▸ **SELECTED TEXT**
────────

But this interlude was short-lived. One morning during breakfast, when Norma Jeane was about eight, a clamor erupted from the stairway near the kitchen. “It was the most frightening noise I'd ever heard. Bangs and thuds kept on as if they would never stop,” Monroe later recalled. The bangs and thuds turned out to be her mother having a nervous breakdown, alternating between screams and laughter. She was whisked off to the Norwalk State Hospital, where she was diagnosed with paranoid schizophrenia. The place held family history; Gladys's mother had died there years earlier after being diagnosed with what is now known as bipolar disorder.

Researchers have found that disrupted family life and sexual abuse may be linked to the development of borderline personality disorder. Not long after Gladys's institutionalization, McKee took Norma Jeane to the Los Angeles Orphans Home Society, a residential shelter where she lived for a number of months before rotating through several more foster homes. Monroe later recalled wearing tattered clothes and being treated like Cinderella, forced to bathe in a dirty tub full of water. And she said she was sexually abused, possibly by a boarder in one of her foster homes.

────────

▸ **DATA EXTRACT**
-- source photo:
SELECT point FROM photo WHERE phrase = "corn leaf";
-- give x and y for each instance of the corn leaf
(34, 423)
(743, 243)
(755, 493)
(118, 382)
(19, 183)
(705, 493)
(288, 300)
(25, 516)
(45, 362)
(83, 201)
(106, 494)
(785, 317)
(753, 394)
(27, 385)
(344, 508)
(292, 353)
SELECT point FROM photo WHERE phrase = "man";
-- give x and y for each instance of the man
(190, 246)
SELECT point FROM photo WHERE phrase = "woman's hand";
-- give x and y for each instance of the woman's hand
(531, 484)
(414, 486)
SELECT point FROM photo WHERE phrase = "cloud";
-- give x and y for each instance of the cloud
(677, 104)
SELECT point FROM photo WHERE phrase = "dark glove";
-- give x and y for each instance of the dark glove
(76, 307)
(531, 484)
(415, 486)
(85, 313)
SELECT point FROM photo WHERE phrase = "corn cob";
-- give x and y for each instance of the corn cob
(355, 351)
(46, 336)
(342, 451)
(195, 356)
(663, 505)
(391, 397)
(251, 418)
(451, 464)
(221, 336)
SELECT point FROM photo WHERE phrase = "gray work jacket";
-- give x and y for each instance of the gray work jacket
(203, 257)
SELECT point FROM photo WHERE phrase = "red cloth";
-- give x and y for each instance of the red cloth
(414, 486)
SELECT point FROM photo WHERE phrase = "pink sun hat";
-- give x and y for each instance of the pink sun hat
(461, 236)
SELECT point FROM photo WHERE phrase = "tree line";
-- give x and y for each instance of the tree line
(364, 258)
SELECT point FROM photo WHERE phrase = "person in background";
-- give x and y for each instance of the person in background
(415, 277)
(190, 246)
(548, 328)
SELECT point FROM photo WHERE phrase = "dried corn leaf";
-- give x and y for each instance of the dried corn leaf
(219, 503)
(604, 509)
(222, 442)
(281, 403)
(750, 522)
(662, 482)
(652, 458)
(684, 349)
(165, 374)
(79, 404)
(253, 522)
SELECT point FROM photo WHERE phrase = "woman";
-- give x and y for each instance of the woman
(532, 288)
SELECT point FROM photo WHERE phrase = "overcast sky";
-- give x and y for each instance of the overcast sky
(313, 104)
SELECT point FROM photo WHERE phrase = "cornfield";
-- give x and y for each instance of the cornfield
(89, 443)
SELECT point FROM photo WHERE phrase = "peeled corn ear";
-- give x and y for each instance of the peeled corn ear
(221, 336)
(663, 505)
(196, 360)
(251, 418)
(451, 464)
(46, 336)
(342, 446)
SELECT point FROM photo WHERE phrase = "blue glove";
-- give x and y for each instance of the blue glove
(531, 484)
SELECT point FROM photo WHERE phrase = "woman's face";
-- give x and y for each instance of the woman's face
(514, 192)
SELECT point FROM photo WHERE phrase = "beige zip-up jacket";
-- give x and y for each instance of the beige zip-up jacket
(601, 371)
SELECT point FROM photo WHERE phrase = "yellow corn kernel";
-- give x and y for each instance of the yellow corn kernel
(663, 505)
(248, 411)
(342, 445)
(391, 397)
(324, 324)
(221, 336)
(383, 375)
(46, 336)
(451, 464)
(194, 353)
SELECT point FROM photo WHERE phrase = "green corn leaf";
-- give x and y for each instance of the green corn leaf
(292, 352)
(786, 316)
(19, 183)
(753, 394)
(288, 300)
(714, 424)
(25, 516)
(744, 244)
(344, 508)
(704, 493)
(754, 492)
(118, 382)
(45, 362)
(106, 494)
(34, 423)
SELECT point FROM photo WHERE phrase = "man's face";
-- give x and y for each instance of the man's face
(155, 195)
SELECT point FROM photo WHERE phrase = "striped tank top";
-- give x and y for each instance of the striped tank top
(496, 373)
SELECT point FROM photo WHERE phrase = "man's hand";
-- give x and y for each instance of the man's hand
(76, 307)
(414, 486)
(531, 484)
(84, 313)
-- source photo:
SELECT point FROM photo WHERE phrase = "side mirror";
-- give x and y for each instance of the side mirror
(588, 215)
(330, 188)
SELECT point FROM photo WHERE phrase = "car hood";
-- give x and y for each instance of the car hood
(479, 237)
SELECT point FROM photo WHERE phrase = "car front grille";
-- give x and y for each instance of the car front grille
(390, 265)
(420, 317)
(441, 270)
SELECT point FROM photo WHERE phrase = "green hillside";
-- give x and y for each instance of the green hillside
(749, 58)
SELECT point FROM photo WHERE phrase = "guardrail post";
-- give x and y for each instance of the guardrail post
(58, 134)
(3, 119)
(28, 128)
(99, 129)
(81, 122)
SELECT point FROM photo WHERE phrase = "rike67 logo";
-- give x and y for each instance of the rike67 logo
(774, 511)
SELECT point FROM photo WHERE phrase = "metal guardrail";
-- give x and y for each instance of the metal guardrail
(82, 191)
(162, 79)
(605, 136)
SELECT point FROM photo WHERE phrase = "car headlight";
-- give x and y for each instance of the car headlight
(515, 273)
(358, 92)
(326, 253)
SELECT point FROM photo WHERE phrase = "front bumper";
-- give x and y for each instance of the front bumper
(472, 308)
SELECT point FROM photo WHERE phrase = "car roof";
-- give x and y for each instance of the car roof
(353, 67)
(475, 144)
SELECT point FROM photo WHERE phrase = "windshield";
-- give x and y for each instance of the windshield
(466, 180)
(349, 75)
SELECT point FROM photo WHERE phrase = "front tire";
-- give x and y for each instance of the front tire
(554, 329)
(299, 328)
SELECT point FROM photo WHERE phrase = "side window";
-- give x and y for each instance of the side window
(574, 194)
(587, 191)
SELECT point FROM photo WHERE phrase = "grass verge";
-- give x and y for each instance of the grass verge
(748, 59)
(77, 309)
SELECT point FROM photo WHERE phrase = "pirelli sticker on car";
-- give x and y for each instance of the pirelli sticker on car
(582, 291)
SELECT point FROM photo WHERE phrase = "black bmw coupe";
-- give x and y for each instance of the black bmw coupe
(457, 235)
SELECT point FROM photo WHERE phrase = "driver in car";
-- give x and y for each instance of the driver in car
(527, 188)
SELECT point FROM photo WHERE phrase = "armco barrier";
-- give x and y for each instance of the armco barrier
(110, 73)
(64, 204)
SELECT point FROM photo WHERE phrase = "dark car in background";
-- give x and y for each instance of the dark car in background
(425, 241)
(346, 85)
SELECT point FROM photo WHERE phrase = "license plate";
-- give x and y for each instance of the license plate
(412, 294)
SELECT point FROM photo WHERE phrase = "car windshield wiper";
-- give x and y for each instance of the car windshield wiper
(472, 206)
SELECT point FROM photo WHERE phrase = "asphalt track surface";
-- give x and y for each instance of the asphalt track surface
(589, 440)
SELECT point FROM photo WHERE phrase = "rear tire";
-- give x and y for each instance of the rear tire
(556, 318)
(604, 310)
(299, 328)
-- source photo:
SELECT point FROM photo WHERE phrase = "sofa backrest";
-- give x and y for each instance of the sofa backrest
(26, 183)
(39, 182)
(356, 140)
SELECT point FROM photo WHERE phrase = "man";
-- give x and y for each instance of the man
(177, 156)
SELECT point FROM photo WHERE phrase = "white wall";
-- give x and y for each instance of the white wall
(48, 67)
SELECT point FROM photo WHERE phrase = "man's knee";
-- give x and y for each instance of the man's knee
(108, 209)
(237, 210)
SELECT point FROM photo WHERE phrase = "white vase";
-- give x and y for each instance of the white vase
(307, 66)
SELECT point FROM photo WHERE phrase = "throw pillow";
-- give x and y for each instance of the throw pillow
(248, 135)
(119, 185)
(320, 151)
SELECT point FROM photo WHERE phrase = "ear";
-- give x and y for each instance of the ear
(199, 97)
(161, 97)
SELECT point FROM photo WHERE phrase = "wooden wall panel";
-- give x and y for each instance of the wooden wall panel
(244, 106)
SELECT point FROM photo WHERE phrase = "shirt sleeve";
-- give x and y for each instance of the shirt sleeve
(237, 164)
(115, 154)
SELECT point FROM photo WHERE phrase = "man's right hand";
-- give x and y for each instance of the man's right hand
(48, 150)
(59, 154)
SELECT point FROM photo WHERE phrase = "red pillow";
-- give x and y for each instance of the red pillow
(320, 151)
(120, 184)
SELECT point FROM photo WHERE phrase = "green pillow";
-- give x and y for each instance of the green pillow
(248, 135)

────────

▸ **COMPLETE THE FOLLOWING**
1: Answer these questions from the passage on Norma Jeane's childhood:
(a) What did doctors at the Norwalk State Hospital diagnose Norma Jeane's mother with?
(b) About how old was Norma Jeane when the noise came from the stairway near the kitchen?
(c) Where did McKee take Norma Jeane not long after Gladys was institutionalized?
2: From the passage on Norma Jeane's childhood, repeat word for word the part that opens with the words containing "Researchers have found" and closes with "her foster homes.".
The records were drawn from a different source than the text.

▸ **PROBLEM SOLUTIONS**
1:
(a) Paranoid schizophrenia.
(b) About eight.
(c) The Los Angeles Orphans Home Society, a residential shelter.

2:
Researchers have found that disrupted family life and sexual abuse may be linked to the development of borderline personality disorder. Not long after Gladys's institutionalization, McKee took Norma Jeane to the Los Angeles Orphans Home Society, a residential shelter where she lived for a number of months before rotating through several more foster homes. Monroe later recalled wearing tattered clothes and being treated like Cinderella, forced to bathe in a dirty tub full of water. And she said she was sexually abused, possibly by a boarder in one of her foster homes.